- WORK TO DO
Continue the article about introduced mice preying on seabird chicks, picking up right after its final sentence.

#### SELECTION

Attack of the killer mice – introduced rodents eat seabird chicks alive
As Charles Darwin learned several centuries ago, islands are havens for evolution. Newcomers to these isolated worlds find themselves unshackled from the predators that dogged them on the mainland. They celebrate their freedom by diversifying into a great variety of species. But predators still have ways of tracking them down, and following the footsteps of sailors is one of them. By killing adults and eating eggs, introduced predators such as rats, cats and stoats are responsible for nine in ten of the bird extinctions since 1600.
Now, conservation agencies are getting serious about introduced predators. As an example, they have spent increasingly large budgets in recent years on the eradication of rats from troubled islands. Smaller stowaways like mice typically escape the conservationists’ wrath, and between 2001 and 2005, twenty-five times less money was spent on dealing with them. After all, mice are smaller and less opportunistic than rats and pose very little threat to seabirds.
Or at least that was what scientists used to think. In 2005, Ross Wanless, Peter Ryan and colleagues from the University of Cape Town found that on Gough Island in the south Atlantic, mice had developed sinister appetites. They were eating the chicks of local seabirds alive (see image below).
House mice were introduced to Gough Island, now a World Heritage Site, in 1888 and are the only introduced mammals there. They share the island with large seabird colonies including many endangered species, and the last breeding populations of the Tristan albatross and the Atlantic petrel.
The mice seemed to be co-existing peacefully until the turn of the millennium, when some of the seabirds started experiencing massive breeding losses. Wanless investigated and by watching about 300 nests, he found video evidence that the mice have developed a taste for albatross, petrel and shearwater chicks. They were attacking and eating chicks up to 300 times their weight, and often en masse.

########
#### DATA ENTRIES

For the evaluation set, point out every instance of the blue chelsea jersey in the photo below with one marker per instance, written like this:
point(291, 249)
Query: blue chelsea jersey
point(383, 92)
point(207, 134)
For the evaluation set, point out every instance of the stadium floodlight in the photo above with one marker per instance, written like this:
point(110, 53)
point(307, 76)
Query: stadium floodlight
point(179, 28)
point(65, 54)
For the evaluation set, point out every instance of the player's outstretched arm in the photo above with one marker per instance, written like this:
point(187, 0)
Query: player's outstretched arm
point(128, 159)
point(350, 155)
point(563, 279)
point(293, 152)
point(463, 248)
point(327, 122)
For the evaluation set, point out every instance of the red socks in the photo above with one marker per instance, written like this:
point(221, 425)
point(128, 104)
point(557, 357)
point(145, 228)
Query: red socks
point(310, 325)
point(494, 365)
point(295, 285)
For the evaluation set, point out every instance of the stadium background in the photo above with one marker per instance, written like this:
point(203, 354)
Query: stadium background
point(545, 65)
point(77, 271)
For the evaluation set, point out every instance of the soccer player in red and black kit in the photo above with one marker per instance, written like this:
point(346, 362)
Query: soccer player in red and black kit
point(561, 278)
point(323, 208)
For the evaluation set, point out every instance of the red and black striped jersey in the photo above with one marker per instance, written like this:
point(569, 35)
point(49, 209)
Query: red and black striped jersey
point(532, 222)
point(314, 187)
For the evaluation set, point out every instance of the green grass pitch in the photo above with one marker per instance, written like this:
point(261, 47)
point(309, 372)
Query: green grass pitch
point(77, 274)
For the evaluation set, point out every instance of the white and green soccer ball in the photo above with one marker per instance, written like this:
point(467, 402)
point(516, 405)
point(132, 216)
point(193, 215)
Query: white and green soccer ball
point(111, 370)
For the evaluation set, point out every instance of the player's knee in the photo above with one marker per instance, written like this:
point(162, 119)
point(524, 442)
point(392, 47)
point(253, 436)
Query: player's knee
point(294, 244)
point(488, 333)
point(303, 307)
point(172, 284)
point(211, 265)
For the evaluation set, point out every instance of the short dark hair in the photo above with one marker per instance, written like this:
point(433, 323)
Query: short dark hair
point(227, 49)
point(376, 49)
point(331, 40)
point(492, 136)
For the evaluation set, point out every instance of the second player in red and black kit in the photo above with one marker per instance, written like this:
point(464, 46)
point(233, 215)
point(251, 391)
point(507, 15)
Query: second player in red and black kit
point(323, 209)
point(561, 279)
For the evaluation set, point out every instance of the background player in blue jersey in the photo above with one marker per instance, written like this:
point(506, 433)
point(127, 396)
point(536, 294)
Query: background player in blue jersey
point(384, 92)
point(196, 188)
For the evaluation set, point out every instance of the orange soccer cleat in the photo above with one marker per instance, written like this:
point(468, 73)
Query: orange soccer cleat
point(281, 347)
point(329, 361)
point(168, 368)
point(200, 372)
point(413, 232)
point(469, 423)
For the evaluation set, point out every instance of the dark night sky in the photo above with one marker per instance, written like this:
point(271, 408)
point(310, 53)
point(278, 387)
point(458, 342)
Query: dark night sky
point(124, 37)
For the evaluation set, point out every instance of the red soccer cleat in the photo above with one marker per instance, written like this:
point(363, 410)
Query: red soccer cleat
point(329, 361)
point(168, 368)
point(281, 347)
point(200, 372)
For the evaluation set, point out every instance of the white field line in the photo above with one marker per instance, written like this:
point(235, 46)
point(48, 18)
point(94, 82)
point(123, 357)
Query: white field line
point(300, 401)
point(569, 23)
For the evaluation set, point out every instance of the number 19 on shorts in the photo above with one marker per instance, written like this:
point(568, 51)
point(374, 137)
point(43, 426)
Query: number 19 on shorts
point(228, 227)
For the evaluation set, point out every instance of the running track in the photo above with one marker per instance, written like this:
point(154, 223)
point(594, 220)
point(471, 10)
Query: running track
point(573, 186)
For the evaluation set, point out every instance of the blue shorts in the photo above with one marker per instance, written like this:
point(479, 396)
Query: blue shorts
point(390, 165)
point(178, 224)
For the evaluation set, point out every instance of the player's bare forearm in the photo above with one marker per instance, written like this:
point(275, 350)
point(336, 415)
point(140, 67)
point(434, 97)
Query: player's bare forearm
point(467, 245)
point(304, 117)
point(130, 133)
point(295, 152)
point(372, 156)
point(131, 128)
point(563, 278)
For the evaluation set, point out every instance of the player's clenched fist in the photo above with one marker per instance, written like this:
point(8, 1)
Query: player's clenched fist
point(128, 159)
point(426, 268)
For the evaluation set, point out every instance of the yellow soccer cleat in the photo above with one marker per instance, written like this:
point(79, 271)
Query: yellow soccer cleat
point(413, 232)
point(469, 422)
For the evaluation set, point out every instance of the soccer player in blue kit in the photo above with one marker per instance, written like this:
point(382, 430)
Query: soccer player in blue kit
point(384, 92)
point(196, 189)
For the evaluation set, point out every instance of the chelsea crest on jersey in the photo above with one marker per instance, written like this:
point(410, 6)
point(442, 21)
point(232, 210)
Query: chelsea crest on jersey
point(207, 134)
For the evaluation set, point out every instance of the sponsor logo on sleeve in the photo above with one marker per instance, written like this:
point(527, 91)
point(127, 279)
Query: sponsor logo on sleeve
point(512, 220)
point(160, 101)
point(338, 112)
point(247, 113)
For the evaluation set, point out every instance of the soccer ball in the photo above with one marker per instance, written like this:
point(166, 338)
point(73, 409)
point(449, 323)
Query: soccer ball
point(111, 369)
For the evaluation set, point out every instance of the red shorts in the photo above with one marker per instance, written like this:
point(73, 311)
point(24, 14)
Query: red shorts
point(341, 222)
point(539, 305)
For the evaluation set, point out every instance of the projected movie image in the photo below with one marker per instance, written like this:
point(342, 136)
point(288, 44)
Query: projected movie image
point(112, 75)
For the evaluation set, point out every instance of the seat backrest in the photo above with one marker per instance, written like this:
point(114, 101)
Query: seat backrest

########

- FINAL RESULT
Albatross chicks are not defenceless and will often ward off much larger avian hunters like the sub-Antarctic skua or the southern giant petrel. But they have also been spoilt through an evolutionary history free of mammalian dangers. The chicks have no idea how to react to mice, let alone defend themselves – hapless and helpless.
In fact, Wanless describes the mice as parasites rather than predators. They often don’t kill the chicks outright but slowly feed from open wounds over the course of days.
Typically, 60-75% of Tristan albatross young survive their first year. But thanks to the voracious mice, only 27% now do so on Gough Island. As a result, the population of this already vulnerable bird has crashed by over a quarter since the 1960s.
The birds of Gough Island will clearly need some assistance. Meanwhile, Wanless is sounding the alarm for other islands where introduced mice roam free. On islands where they are not alone, larger introduced predators like cats or rats may be helping to keep their numbers down. The danger then, is that when conservationists get rid of these larger problems, they may unwittingly unleash a smaller foe on the native animals.
This very situation seems to be playing out on Marion Island in the South Indian Ocean. In the 1990s introduced cats were finally eradicated from the island, leaving mice as the only mammal aliens around. And sure enough, Ryan has found that several wandering albatross chicks have died of wounds consistent with mouse attacks. These attacks could be much more widespread than we had realised.
The message is clear – eradication programmes for introduced animals should target all potential predators, whether big or small. As in the case of sharks and scallops dealt with elsewhere in this blog, the removal of top predators can often doom animals at the bottom of the food chain by releasing hunters in the middle tier.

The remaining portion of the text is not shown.